Only the lines from the line holding "# test: pointer drops one pin on the mossy" through the final line of the entries below are to be returned, exactly as they stand.

== DATA ROWS ==

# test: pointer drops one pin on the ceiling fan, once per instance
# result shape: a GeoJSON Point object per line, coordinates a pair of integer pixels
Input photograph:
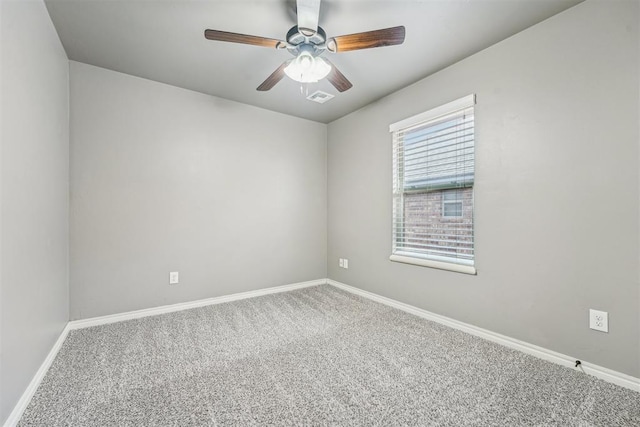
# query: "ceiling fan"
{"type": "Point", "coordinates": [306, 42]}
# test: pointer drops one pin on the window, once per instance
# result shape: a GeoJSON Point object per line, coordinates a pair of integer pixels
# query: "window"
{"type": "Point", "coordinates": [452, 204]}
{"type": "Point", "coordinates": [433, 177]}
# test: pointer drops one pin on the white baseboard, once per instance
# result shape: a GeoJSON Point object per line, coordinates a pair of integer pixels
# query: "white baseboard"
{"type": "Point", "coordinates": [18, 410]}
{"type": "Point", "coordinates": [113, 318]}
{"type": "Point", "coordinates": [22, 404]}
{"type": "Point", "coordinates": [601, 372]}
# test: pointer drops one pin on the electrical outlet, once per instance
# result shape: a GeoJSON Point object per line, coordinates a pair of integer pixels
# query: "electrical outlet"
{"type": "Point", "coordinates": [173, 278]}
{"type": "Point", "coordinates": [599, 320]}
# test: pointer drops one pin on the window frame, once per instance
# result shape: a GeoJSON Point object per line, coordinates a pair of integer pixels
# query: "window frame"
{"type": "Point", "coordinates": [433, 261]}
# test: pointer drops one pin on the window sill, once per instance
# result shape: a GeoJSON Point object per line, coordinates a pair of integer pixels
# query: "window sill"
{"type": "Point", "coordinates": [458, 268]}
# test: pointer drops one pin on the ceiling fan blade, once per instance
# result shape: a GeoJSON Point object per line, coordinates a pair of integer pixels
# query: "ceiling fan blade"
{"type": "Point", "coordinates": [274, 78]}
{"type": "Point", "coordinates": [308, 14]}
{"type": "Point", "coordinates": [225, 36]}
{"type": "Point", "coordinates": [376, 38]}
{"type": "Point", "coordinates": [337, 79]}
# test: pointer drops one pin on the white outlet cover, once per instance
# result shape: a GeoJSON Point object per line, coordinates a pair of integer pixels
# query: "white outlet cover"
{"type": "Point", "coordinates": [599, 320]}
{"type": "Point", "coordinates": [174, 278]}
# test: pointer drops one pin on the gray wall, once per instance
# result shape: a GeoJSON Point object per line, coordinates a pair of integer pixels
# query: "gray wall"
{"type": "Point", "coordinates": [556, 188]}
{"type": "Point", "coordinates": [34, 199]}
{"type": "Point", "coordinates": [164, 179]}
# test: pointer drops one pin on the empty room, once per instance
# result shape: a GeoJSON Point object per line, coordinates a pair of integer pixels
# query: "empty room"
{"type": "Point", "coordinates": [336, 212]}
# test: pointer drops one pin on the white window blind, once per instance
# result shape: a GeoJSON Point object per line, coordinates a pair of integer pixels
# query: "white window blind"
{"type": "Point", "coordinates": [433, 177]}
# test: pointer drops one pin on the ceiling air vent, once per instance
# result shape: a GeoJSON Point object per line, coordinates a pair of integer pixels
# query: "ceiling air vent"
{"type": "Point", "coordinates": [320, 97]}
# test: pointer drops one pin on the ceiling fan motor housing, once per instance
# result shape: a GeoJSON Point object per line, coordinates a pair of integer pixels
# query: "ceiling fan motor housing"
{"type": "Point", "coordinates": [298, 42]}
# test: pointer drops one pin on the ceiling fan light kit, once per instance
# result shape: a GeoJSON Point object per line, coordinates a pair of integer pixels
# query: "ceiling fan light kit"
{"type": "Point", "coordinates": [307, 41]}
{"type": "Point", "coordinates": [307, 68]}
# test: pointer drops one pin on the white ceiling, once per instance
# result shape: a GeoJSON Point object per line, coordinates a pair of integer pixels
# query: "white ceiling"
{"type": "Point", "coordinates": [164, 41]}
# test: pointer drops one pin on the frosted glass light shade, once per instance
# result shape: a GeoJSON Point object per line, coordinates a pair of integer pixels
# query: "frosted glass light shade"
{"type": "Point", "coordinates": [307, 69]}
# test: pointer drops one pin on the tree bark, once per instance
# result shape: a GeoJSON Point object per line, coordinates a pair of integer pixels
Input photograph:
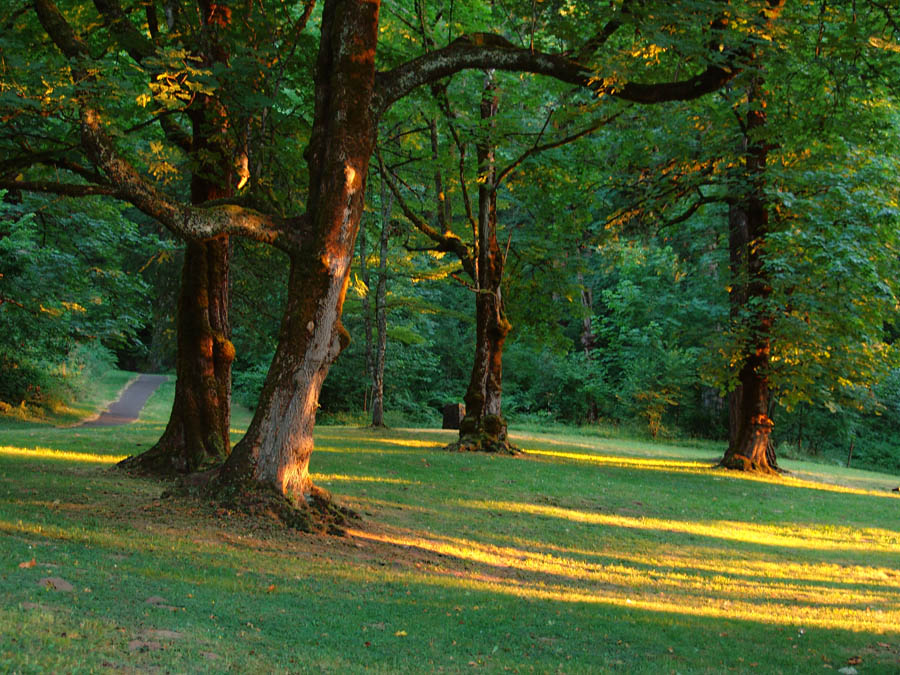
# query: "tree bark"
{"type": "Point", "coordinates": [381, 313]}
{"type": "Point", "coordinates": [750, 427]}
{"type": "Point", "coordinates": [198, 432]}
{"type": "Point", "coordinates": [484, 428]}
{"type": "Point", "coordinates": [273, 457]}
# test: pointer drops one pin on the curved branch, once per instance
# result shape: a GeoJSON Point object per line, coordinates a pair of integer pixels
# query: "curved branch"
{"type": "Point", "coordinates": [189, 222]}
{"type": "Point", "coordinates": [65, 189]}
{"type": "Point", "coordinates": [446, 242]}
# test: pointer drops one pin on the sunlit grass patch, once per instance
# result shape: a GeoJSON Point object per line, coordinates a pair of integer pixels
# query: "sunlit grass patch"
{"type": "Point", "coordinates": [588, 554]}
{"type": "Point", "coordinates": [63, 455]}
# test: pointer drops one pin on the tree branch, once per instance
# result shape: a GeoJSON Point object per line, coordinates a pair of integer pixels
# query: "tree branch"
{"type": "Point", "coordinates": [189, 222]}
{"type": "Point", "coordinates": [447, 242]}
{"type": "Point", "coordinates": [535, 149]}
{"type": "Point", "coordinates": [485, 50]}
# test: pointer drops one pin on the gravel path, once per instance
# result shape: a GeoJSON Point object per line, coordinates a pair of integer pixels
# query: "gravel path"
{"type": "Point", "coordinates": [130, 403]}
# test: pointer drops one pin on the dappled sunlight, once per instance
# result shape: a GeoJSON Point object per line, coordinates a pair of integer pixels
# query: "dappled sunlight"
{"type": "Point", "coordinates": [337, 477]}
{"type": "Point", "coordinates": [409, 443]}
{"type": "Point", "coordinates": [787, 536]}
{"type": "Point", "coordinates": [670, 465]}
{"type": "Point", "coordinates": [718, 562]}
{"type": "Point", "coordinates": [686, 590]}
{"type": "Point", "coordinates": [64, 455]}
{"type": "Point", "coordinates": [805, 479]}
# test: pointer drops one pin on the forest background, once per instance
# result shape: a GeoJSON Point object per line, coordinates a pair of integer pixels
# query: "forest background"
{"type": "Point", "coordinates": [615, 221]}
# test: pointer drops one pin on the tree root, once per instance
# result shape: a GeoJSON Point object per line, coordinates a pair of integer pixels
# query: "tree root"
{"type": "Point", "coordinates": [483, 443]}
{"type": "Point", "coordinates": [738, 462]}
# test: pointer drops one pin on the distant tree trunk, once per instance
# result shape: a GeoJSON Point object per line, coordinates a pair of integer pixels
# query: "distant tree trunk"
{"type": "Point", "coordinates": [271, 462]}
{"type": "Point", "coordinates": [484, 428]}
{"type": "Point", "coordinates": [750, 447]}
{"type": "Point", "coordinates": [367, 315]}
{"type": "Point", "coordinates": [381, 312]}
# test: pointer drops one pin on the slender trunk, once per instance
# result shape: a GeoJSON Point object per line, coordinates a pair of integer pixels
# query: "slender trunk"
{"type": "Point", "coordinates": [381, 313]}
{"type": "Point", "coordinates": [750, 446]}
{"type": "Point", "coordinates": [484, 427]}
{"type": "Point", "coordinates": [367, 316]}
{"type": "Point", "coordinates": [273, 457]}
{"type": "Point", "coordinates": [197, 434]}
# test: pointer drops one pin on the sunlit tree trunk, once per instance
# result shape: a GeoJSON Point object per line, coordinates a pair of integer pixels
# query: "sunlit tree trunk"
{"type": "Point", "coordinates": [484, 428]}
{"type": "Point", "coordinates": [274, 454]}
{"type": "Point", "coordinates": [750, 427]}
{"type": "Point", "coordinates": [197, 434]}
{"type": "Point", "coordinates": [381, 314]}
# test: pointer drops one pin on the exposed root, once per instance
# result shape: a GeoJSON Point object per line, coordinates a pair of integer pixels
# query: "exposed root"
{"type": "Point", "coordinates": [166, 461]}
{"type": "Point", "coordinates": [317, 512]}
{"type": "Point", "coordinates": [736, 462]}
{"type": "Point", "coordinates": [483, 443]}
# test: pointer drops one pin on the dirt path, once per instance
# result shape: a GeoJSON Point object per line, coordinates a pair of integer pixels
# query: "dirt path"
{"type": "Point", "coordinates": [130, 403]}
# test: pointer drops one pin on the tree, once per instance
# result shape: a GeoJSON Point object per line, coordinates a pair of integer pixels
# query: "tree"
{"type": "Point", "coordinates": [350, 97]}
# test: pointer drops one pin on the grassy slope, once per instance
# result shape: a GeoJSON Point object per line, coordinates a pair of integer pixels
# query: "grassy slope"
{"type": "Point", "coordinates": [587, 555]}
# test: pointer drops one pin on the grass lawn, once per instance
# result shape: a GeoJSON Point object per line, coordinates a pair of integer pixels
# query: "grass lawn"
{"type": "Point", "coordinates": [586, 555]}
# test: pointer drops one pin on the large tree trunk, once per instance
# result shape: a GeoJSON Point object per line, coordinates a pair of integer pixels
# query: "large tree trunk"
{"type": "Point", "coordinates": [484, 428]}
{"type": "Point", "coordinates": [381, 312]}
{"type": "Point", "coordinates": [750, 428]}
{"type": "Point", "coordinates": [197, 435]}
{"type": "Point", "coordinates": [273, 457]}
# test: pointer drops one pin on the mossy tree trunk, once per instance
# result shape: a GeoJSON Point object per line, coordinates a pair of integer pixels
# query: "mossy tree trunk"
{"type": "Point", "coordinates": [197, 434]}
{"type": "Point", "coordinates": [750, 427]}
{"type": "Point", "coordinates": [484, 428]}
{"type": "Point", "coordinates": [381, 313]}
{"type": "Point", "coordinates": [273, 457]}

===

COMPLETE ANSWER:
# test: pointer drops one pin on the mossy tree trunk, once per instance
# result shape: a GeoJSON Point object per line, coordinates a pair of integer pixels
# query: "mossy tree trunk"
{"type": "Point", "coordinates": [197, 434]}
{"type": "Point", "coordinates": [750, 427]}
{"type": "Point", "coordinates": [484, 428]}
{"type": "Point", "coordinates": [381, 313]}
{"type": "Point", "coordinates": [273, 457]}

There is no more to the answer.